§ **YOUR OBJECTIVE**:
Gather each line in the items below that contains the string "rooftop". Case counts, so a line matches only if its letters agree in case with that string.

## start

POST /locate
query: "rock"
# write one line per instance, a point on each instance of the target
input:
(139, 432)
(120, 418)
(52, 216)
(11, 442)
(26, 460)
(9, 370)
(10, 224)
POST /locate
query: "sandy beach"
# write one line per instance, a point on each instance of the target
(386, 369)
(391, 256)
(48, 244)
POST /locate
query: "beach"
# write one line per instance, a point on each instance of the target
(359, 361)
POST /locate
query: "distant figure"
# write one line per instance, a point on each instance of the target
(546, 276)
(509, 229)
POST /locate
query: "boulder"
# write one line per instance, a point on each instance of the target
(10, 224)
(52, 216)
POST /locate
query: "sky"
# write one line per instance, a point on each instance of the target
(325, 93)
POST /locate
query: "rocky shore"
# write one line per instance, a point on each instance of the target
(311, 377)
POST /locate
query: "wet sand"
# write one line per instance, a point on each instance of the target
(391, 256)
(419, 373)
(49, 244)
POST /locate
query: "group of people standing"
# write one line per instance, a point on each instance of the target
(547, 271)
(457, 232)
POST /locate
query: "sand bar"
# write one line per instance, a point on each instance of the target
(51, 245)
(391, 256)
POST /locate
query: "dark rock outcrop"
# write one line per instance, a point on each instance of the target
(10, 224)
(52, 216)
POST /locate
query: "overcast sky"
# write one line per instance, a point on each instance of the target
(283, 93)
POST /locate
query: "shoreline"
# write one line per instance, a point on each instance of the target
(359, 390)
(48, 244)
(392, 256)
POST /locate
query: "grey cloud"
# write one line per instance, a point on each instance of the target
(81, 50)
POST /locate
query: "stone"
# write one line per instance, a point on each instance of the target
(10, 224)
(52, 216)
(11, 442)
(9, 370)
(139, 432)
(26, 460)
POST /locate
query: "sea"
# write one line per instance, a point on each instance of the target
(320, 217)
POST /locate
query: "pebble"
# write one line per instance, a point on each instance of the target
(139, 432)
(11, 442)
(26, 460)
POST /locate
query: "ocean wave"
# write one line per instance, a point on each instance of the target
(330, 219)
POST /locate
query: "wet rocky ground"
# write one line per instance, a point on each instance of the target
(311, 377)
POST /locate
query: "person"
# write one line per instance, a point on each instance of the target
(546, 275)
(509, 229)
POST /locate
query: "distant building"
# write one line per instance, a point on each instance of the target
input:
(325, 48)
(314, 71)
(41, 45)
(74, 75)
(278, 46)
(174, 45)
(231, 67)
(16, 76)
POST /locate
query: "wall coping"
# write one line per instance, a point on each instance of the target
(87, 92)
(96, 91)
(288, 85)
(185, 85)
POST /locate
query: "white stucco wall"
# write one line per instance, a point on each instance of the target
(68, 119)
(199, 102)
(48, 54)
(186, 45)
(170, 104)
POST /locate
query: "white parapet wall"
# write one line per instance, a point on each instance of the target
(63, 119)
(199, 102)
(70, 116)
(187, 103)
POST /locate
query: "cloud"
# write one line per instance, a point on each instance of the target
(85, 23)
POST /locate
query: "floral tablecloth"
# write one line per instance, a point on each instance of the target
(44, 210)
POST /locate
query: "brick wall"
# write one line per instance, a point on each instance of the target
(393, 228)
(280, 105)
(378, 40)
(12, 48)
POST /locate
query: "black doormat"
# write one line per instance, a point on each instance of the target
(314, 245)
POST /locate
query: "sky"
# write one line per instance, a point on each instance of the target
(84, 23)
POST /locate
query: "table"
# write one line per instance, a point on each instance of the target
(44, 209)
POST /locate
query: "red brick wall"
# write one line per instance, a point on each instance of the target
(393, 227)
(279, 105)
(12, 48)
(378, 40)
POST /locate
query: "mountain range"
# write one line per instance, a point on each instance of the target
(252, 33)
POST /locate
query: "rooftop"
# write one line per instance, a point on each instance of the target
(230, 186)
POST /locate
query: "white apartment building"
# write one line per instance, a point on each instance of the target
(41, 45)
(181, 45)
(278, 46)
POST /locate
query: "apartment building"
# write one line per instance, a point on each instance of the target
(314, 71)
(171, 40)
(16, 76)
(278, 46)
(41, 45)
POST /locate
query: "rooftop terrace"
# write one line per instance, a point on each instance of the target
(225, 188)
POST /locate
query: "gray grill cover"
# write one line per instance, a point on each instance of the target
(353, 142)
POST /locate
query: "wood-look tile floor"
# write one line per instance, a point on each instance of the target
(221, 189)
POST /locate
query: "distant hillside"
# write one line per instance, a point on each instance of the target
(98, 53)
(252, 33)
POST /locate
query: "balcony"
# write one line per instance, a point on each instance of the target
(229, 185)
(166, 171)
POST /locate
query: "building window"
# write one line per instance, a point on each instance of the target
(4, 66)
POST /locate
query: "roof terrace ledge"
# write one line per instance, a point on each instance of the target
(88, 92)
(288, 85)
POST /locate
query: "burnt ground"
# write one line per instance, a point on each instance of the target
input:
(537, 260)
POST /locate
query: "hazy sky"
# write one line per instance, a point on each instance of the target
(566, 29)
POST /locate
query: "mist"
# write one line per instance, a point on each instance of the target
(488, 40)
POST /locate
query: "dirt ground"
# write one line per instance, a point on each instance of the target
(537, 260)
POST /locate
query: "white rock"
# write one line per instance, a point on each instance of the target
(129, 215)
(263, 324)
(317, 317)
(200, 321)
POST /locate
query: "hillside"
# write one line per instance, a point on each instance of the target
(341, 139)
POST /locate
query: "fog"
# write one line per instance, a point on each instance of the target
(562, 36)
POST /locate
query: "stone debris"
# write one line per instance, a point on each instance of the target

## end
## start

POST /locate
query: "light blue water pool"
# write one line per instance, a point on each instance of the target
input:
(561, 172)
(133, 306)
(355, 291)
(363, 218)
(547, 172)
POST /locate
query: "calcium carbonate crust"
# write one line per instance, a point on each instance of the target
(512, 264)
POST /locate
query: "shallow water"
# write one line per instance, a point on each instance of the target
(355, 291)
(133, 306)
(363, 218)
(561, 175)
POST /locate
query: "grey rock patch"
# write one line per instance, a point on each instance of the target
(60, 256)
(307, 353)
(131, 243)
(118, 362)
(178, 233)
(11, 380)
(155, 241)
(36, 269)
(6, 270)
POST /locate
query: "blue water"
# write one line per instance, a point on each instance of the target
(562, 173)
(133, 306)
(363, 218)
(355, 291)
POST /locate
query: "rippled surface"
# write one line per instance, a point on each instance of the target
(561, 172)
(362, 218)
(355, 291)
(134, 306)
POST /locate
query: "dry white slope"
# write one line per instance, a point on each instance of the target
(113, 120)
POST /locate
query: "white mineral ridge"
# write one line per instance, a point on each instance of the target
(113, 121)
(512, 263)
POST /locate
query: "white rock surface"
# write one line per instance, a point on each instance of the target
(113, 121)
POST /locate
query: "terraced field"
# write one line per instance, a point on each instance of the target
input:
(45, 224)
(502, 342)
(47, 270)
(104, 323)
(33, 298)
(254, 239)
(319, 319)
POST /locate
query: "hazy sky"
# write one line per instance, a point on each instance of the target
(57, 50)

## end

§ **RIGHT ANSWER**:
query: "rooftop"
query: "rooftop terrace"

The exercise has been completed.